▶ _Given instruction_
Count the lines in the material below that contain the string "blue" and give only the number.

(Position annotation records)
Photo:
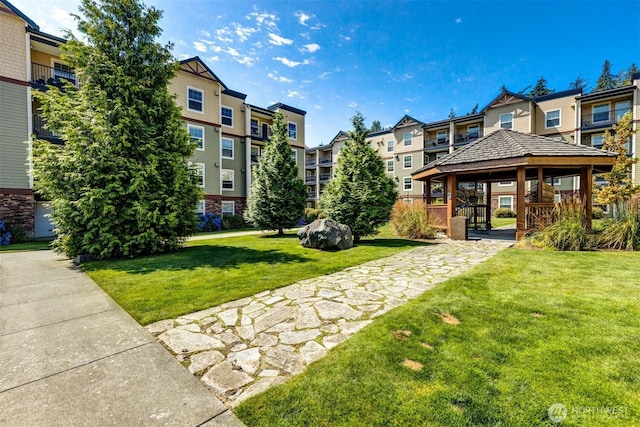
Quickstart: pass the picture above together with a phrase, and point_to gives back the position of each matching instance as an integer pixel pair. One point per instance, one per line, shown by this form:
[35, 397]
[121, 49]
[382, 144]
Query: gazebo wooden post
[586, 193]
[521, 224]
[450, 195]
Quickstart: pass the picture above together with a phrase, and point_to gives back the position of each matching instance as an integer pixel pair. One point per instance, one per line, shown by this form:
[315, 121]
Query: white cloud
[303, 17]
[311, 47]
[279, 40]
[199, 46]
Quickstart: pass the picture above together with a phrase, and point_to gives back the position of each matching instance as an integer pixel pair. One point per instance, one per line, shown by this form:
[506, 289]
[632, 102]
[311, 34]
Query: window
[196, 134]
[227, 148]
[552, 119]
[407, 183]
[597, 141]
[506, 121]
[195, 100]
[293, 130]
[227, 179]
[505, 202]
[198, 171]
[228, 207]
[226, 116]
[408, 142]
[601, 113]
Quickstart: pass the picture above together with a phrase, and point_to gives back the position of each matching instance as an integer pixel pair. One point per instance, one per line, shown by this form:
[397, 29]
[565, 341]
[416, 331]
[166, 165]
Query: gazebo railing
[539, 215]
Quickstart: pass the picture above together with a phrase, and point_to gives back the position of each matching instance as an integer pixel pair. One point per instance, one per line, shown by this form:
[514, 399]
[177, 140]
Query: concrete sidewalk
[69, 355]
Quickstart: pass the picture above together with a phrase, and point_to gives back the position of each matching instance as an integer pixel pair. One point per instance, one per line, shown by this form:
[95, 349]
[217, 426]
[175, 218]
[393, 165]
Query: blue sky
[387, 58]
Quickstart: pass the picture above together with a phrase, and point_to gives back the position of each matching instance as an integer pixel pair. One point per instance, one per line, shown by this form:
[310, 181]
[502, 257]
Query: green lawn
[536, 328]
[210, 272]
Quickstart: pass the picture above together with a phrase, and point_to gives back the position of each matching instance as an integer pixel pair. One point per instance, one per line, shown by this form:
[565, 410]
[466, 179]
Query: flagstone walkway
[243, 347]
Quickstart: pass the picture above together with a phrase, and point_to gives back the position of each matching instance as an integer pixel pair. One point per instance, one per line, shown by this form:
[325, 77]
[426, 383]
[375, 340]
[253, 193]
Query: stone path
[243, 347]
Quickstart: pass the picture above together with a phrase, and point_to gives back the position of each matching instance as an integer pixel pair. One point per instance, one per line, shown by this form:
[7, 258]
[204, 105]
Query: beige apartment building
[568, 116]
[229, 133]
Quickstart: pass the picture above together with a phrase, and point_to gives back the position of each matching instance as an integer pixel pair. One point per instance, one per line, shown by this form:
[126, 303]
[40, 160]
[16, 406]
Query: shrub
[209, 222]
[233, 222]
[504, 213]
[623, 233]
[597, 213]
[411, 220]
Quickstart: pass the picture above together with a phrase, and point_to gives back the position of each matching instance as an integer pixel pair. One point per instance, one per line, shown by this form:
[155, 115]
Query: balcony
[43, 76]
[467, 137]
[41, 132]
[602, 119]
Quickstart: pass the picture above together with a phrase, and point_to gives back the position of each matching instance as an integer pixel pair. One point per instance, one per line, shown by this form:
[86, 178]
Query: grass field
[535, 328]
[210, 272]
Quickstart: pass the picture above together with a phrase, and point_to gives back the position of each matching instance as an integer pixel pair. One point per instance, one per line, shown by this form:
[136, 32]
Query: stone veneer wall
[19, 209]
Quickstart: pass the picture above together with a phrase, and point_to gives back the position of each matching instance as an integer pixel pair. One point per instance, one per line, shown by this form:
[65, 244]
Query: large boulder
[326, 234]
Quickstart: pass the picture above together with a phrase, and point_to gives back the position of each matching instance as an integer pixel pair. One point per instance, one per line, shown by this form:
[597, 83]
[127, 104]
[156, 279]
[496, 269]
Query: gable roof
[507, 148]
[24, 17]
[198, 67]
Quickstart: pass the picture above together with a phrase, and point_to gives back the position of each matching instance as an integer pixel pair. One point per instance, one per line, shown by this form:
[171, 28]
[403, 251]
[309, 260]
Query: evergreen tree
[375, 126]
[540, 89]
[579, 83]
[121, 184]
[360, 194]
[619, 182]
[606, 80]
[278, 195]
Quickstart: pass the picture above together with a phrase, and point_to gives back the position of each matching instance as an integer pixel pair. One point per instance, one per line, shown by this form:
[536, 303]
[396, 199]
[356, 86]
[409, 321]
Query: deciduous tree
[121, 184]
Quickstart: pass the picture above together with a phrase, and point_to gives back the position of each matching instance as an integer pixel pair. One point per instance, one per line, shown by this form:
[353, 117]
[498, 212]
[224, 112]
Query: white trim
[233, 179]
[289, 130]
[546, 118]
[191, 109]
[233, 148]
[189, 127]
[232, 115]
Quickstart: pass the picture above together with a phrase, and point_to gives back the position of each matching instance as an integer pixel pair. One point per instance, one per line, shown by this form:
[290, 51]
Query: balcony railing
[40, 131]
[467, 137]
[605, 118]
[42, 75]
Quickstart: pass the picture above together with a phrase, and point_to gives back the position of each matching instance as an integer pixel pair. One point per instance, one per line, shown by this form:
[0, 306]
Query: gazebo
[506, 155]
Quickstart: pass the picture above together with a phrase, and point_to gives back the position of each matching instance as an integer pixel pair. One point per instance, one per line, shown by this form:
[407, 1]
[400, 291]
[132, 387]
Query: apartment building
[569, 116]
[229, 133]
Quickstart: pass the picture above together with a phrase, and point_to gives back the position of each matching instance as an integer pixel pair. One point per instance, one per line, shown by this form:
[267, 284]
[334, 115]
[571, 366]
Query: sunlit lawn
[536, 328]
[210, 272]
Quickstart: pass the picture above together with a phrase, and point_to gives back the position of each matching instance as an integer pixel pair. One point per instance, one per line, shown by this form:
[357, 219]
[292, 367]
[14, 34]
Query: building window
[390, 165]
[198, 172]
[228, 207]
[597, 141]
[552, 119]
[601, 113]
[227, 179]
[407, 183]
[505, 202]
[293, 130]
[506, 121]
[408, 142]
[226, 116]
[196, 134]
[195, 100]
[227, 148]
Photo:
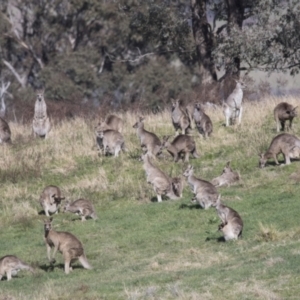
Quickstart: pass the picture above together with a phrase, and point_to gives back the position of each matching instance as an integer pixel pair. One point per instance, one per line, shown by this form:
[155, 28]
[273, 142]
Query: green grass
[141, 249]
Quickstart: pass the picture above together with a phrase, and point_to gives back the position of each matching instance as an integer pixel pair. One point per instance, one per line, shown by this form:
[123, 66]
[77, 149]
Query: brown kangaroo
[66, 243]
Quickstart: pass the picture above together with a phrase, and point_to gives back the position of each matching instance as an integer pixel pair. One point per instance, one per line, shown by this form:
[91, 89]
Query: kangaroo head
[48, 224]
[189, 171]
[40, 95]
[262, 160]
[57, 200]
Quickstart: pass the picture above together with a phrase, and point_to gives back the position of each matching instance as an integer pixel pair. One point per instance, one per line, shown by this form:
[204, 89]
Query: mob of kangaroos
[284, 143]
[66, 243]
[284, 112]
[41, 123]
[10, 265]
[232, 107]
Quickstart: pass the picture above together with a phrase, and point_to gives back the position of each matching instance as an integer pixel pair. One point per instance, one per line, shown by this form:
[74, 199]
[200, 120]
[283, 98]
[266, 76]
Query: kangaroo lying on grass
[162, 183]
[50, 199]
[202, 121]
[232, 223]
[284, 112]
[181, 145]
[284, 143]
[111, 122]
[149, 141]
[180, 118]
[66, 243]
[227, 177]
[41, 123]
[82, 207]
[110, 141]
[232, 107]
[205, 193]
[10, 265]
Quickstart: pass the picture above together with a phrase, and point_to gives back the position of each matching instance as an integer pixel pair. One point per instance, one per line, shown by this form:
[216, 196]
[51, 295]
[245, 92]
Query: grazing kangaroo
[41, 123]
[202, 121]
[82, 207]
[232, 107]
[10, 265]
[284, 143]
[5, 133]
[180, 119]
[111, 122]
[284, 112]
[110, 141]
[205, 193]
[66, 243]
[182, 144]
[149, 140]
[50, 199]
[232, 223]
[161, 182]
[227, 177]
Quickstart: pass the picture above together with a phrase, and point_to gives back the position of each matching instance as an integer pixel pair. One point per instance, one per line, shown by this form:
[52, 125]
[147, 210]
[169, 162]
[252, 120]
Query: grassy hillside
[141, 249]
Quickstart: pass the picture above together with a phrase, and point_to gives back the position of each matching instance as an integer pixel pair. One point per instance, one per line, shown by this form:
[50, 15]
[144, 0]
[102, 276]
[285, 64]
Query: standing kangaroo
[227, 177]
[82, 207]
[161, 182]
[284, 143]
[232, 223]
[10, 265]
[148, 140]
[41, 122]
[205, 193]
[284, 112]
[5, 133]
[111, 122]
[182, 144]
[110, 141]
[232, 107]
[66, 243]
[202, 121]
[180, 119]
[50, 199]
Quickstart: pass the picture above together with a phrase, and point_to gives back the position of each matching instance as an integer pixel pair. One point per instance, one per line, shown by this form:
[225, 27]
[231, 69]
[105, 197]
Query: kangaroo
[284, 112]
[50, 199]
[110, 141]
[180, 118]
[111, 122]
[177, 186]
[182, 144]
[232, 223]
[202, 121]
[149, 140]
[161, 182]
[5, 133]
[227, 177]
[10, 265]
[41, 123]
[284, 143]
[205, 193]
[82, 207]
[66, 243]
[232, 107]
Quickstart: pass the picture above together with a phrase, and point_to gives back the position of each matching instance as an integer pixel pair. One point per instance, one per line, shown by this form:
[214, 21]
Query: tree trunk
[204, 40]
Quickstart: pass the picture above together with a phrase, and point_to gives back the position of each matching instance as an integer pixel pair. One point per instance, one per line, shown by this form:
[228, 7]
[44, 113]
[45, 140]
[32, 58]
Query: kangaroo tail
[83, 260]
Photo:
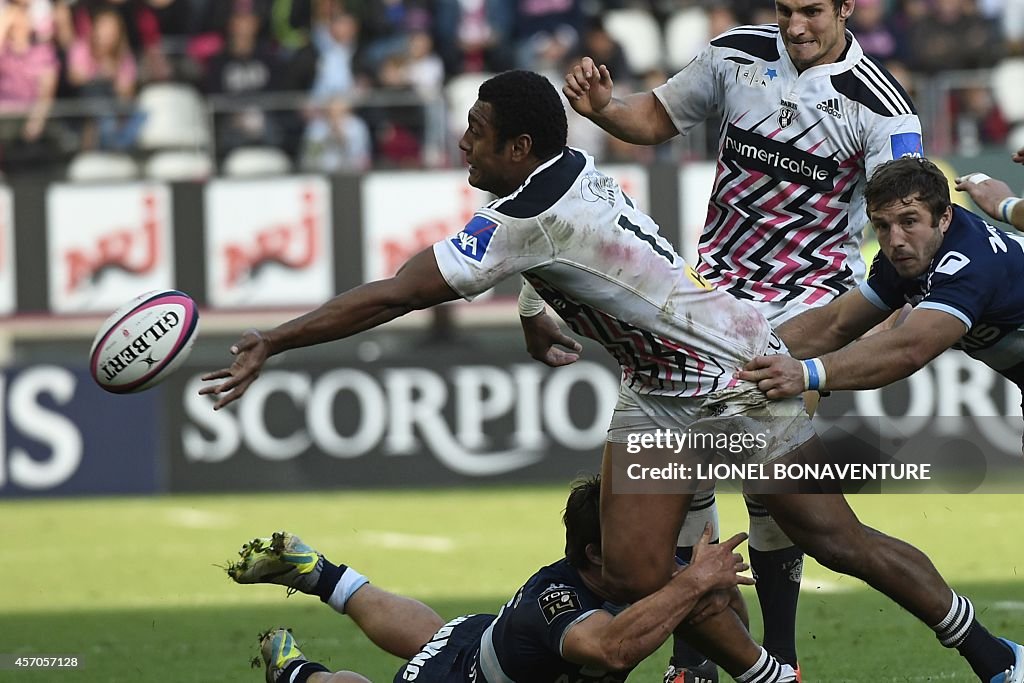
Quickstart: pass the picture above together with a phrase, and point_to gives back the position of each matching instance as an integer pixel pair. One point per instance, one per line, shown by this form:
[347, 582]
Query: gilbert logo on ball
[143, 341]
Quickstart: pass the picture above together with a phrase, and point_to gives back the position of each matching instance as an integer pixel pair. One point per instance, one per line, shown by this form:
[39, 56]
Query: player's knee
[843, 552]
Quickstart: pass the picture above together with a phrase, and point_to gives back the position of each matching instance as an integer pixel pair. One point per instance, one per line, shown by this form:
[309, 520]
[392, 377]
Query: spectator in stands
[141, 28]
[426, 74]
[953, 36]
[385, 28]
[335, 34]
[28, 67]
[879, 38]
[176, 23]
[472, 35]
[336, 140]
[211, 31]
[102, 69]
[1013, 27]
[246, 70]
[978, 120]
[599, 44]
[397, 127]
[546, 33]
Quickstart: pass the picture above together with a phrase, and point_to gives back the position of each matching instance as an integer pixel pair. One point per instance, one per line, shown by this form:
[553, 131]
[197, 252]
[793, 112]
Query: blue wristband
[812, 375]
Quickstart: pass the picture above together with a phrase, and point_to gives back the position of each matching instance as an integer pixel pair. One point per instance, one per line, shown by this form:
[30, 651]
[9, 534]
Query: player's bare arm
[624, 640]
[994, 197]
[868, 364]
[830, 327]
[418, 285]
[639, 119]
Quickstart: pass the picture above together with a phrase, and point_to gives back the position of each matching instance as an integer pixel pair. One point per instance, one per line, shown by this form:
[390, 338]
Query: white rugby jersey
[786, 210]
[603, 266]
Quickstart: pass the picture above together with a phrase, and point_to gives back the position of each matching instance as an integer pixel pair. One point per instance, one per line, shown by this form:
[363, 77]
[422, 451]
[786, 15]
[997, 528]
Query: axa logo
[787, 114]
[292, 246]
[832, 108]
[473, 240]
[134, 251]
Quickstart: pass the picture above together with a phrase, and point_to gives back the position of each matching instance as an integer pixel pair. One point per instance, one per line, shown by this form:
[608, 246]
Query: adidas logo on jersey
[830, 107]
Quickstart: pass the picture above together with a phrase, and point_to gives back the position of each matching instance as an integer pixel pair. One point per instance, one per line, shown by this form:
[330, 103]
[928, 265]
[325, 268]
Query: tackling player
[805, 118]
[601, 263]
[963, 275]
[558, 627]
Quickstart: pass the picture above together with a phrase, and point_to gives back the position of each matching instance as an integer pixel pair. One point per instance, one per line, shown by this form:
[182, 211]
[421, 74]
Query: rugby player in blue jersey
[558, 627]
[964, 276]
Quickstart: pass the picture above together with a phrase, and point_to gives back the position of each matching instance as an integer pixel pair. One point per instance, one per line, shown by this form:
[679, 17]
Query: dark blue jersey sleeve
[558, 608]
[884, 287]
[963, 283]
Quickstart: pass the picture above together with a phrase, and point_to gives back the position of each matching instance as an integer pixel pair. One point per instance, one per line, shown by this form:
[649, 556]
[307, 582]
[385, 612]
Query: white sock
[765, 670]
[350, 582]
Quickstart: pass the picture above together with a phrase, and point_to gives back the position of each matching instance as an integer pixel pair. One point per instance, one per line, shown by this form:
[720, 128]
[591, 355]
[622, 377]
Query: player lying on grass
[587, 249]
[558, 627]
[964, 276]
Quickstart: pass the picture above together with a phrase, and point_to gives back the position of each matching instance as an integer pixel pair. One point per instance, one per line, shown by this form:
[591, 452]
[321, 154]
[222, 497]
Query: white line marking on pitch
[397, 541]
[826, 586]
[193, 518]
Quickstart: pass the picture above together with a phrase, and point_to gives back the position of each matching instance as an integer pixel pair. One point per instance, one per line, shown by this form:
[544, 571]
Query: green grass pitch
[133, 587]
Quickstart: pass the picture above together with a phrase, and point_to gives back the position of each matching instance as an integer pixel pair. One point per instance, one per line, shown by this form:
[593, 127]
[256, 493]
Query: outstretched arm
[868, 364]
[994, 197]
[639, 118]
[418, 285]
[622, 641]
[830, 327]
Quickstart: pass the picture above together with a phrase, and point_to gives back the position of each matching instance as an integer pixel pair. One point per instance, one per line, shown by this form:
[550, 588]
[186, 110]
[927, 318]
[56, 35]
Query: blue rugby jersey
[978, 276]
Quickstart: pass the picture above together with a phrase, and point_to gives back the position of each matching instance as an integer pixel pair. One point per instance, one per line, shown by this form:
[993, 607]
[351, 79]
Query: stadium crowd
[351, 84]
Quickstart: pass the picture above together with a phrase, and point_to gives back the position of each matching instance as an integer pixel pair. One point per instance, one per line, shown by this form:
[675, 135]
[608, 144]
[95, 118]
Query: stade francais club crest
[787, 114]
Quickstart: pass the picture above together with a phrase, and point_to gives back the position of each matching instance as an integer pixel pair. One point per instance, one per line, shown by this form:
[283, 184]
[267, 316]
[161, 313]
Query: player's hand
[717, 566]
[778, 376]
[588, 87]
[543, 338]
[250, 352]
[986, 191]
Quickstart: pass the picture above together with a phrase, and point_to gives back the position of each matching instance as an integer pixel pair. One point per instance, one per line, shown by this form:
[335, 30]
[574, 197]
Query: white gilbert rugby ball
[143, 341]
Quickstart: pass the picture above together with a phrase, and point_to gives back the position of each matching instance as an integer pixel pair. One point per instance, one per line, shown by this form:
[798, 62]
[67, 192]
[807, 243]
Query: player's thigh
[817, 521]
[638, 530]
[342, 677]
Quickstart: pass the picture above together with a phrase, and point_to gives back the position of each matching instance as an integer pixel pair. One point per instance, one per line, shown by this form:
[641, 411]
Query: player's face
[811, 30]
[908, 235]
[488, 163]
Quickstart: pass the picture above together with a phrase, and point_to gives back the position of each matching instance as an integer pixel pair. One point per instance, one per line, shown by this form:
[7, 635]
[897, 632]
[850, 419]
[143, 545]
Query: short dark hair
[583, 520]
[524, 102]
[903, 178]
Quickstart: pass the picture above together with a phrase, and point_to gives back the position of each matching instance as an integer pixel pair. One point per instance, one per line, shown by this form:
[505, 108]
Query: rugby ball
[143, 341]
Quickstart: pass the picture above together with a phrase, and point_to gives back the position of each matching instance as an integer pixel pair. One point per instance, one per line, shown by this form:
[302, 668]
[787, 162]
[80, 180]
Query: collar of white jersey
[854, 54]
[540, 169]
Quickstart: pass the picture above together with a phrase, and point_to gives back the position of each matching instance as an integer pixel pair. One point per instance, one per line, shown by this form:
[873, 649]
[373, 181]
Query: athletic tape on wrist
[1007, 208]
[814, 375]
[529, 305]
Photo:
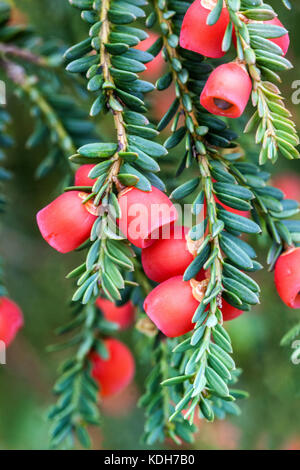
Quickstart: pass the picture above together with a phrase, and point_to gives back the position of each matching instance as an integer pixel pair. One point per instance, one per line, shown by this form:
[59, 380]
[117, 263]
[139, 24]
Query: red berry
[155, 67]
[82, 176]
[227, 90]
[116, 372]
[289, 184]
[284, 41]
[167, 257]
[66, 223]
[199, 37]
[123, 316]
[11, 320]
[144, 215]
[171, 307]
[287, 277]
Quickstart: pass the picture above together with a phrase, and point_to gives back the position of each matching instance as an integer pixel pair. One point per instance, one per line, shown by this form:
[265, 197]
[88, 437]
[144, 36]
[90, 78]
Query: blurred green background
[35, 279]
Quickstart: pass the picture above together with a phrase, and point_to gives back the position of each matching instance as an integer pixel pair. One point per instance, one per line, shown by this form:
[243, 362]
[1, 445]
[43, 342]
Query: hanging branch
[77, 404]
[110, 64]
[158, 400]
[58, 121]
[127, 162]
[208, 369]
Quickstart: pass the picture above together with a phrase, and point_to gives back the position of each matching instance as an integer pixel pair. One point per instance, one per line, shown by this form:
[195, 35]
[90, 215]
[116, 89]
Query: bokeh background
[35, 278]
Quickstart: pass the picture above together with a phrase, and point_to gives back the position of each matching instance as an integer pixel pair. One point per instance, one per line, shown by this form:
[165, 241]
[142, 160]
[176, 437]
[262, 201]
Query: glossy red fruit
[116, 372]
[167, 257]
[227, 90]
[123, 316]
[284, 41]
[229, 312]
[287, 277]
[156, 66]
[82, 176]
[66, 223]
[144, 215]
[199, 37]
[171, 307]
[289, 184]
[11, 320]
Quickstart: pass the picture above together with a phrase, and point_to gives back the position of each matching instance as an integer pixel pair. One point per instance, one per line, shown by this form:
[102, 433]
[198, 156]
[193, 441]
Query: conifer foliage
[193, 374]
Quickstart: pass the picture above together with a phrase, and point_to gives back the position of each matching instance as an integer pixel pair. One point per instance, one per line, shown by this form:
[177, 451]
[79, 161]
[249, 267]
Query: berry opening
[222, 104]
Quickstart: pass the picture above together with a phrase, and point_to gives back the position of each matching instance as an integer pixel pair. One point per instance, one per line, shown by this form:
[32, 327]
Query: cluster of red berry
[228, 88]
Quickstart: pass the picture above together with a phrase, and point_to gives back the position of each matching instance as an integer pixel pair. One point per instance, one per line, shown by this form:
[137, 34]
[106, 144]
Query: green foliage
[77, 392]
[195, 373]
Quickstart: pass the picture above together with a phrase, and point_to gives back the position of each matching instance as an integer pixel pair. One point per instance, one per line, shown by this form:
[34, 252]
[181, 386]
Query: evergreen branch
[275, 131]
[158, 400]
[111, 65]
[77, 403]
[205, 381]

▶ _Written answer_
5